**Objective:**
Please render every line of the listing below as a numbered list, skipping any blank lines.

Excerpts of location labeling data:
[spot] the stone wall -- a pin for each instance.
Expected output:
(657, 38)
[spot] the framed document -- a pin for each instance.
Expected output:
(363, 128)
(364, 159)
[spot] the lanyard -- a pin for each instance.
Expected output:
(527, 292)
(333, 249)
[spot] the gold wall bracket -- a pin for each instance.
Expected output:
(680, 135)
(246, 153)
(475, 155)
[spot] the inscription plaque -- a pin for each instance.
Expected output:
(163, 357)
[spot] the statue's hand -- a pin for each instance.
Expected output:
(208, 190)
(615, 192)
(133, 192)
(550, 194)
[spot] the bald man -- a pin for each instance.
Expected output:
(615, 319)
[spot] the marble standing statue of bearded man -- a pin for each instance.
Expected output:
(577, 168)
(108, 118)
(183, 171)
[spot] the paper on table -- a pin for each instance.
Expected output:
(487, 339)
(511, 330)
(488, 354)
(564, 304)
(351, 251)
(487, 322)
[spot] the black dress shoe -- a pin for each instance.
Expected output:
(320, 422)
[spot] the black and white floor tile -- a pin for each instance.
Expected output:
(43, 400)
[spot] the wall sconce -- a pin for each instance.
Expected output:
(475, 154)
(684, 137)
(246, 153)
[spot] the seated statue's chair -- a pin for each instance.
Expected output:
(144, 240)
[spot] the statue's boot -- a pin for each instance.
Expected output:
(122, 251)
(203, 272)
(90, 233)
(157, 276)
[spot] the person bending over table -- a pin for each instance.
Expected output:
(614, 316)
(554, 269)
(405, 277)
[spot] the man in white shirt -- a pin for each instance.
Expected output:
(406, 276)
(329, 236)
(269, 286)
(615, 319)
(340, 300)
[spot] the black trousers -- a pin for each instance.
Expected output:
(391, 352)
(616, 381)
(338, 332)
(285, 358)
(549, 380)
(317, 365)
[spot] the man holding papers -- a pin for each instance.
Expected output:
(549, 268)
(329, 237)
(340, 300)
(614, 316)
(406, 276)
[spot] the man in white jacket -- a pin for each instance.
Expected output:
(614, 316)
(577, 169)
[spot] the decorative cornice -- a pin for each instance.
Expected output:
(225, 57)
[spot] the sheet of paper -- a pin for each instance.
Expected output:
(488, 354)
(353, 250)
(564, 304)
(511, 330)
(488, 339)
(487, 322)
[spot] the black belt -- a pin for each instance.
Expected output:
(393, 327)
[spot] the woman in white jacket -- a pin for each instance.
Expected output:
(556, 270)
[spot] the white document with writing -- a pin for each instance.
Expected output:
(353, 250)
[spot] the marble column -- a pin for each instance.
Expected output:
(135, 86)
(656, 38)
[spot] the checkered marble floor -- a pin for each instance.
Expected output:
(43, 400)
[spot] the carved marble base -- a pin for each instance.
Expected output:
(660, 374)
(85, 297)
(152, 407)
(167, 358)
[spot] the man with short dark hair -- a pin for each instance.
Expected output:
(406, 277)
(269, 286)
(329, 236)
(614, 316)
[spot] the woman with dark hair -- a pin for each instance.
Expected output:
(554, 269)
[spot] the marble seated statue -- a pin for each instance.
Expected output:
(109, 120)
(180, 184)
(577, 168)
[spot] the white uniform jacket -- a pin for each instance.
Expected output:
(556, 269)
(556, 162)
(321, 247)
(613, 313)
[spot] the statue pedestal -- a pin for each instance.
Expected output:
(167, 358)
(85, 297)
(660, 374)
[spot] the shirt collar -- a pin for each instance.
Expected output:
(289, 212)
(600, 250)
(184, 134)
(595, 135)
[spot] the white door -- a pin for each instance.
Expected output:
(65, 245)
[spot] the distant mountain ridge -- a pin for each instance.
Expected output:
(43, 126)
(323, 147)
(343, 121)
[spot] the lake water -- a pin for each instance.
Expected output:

**Answer in full:**
1. [spot] the stone wall -- a pin for each instance.
2. Expected output:
3. (657, 38)
4. [spot] the framed document -- a pin for each instance.
5. Expected output:
6. (363, 128)
7. (364, 159)
8. [spot] the lanyard -- a pin for each instance.
9. Expected output:
10. (527, 292)
11. (333, 249)
12. [spot] the gold wall bracket -- a pin for each instance.
13. Expected output:
14. (680, 135)
15. (246, 153)
16. (475, 155)
17. [spot] the inscription plaque -- a pin for each instance.
18. Expected output:
19. (163, 357)
20. [spot] the statue's hand -- a pin for each instance.
21. Expected output:
22. (208, 190)
23. (615, 192)
24. (133, 192)
25. (550, 194)
26. [spot] the bald man -- a pin for each instance.
27. Expected output:
28. (615, 319)
29. [spot] the marble standing statue of bearded man -- a pin for each instance.
30. Expected output:
31. (577, 168)
32. (108, 118)
33. (183, 171)
34. [spot] the paper on table -- a pin for each instance.
35. Expected output:
36. (487, 339)
37. (511, 330)
38. (488, 354)
39. (564, 304)
40. (351, 251)
41. (487, 322)
42. [spot] the black dress shoe -- a pin for each instance.
43. Expected output:
44. (320, 422)
45. [spot] the black and white floor tile -- a pin for each instance.
46. Expected output:
47. (43, 400)
48. [spot] the wall sconce -- a pin for each instance.
49. Expected output:
50. (475, 154)
51. (684, 137)
52. (246, 153)
53. [spot] the seated statue's chair -- a pin for each instance.
54. Expected output:
55. (144, 240)
56. [spot] the statue's boot -- a pin for each instance.
57. Expected output:
58. (122, 251)
59. (203, 272)
60. (90, 233)
61. (157, 276)
62. [spot] the person bending over table -- a pin for each instance.
63. Expected output:
64. (614, 316)
65. (554, 269)
66. (405, 277)
67. [spot] the man in white shirt -- a pin for each instance.
68. Expected output:
69. (406, 276)
70. (329, 236)
71. (269, 286)
72. (615, 319)
73. (340, 300)
74. [spot] the black trousers -- a pin for each instance.
75. Expected output:
76. (391, 352)
77. (616, 381)
78. (338, 332)
79. (285, 358)
80. (549, 380)
81. (317, 365)
82. [spot] the man holding papers -- a pin for each instance.
83. Expected output:
84. (549, 268)
85. (329, 237)
86. (340, 300)
87. (614, 316)
88. (406, 276)
89. [spot] the man in white jacket -- a pin for each instance.
90. Expected output:
91. (614, 316)
92. (577, 169)
93. [spot] the decorative cornice -- a pin for each instance.
94. Expected output:
95. (225, 57)
96. [spot] the sheet of paper -- a pin for each instance.
97. Expected output:
98. (488, 354)
99. (353, 250)
100. (564, 304)
101. (511, 330)
102. (488, 339)
103. (487, 322)
104. [spot] the black belt -- a pin for each instance.
105. Expected output:
106. (393, 327)
107. [spot] the woman in white jacket -- a pin for each instance.
108. Expected output:
109. (556, 270)
110. [spot] the white document with writing -- a pin for each instance.
111. Expected output:
112. (353, 250)
113. [spot] the marble column -- a pin for each instance.
114. Expected output:
115. (135, 86)
116. (656, 38)
117. [spot] the checkered marble floor -- a pin for each instance.
118. Expected output:
119. (43, 400)
120. [spot] the carved marble base -- a pin for each instance.
121. Expected output:
122. (660, 374)
123. (85, 297)
124. (152, 407)
125. (167, 358)
126. [spot] the man with short dark hair -- a pin for each instance.
127. Expected output:
128. (406, 277)
129. (269, 286)
130. (329, 236)
131. (614, 316)
132. [spot] the woman with dark hair -- a pin for each instance.
133. Expected output:
134. (554, 269)
135. [spot] the marble seated statue -- a pin for each instance.
136. Expected output:
137. (109, 120)
138. (180, 184)
139. (577, 168)
140. [spot] the white uniform jacket -- a pin for each instance.
141. Expected output:
142. (556, 269)
143. (556, 162)
144. (321, 247)
145. (613, 313)
146. [spot] the statue pedestal -- a pin for each instance.
147. Expected output:
148. (167, 358)
149. (85, 297)
150. (660, 374)
151. [spot] the shirt collar -- a pin for each instance.
152. Expected output:
153. (289, 212)
154. (600, 250)
155. (184, 134)
156. (595, 135)
157. [spot] the white door -- a pin for each instance.
158. Expected output:
159. (65, 245)
160. [spot] the distant mountain ridge -- a pin for each instance.
161. Expected output:
162. (43, 126)
163. (323, 147)
164. (343, 121)
165. [spot] the lake water -- a pin for each instance.
166. Expected output:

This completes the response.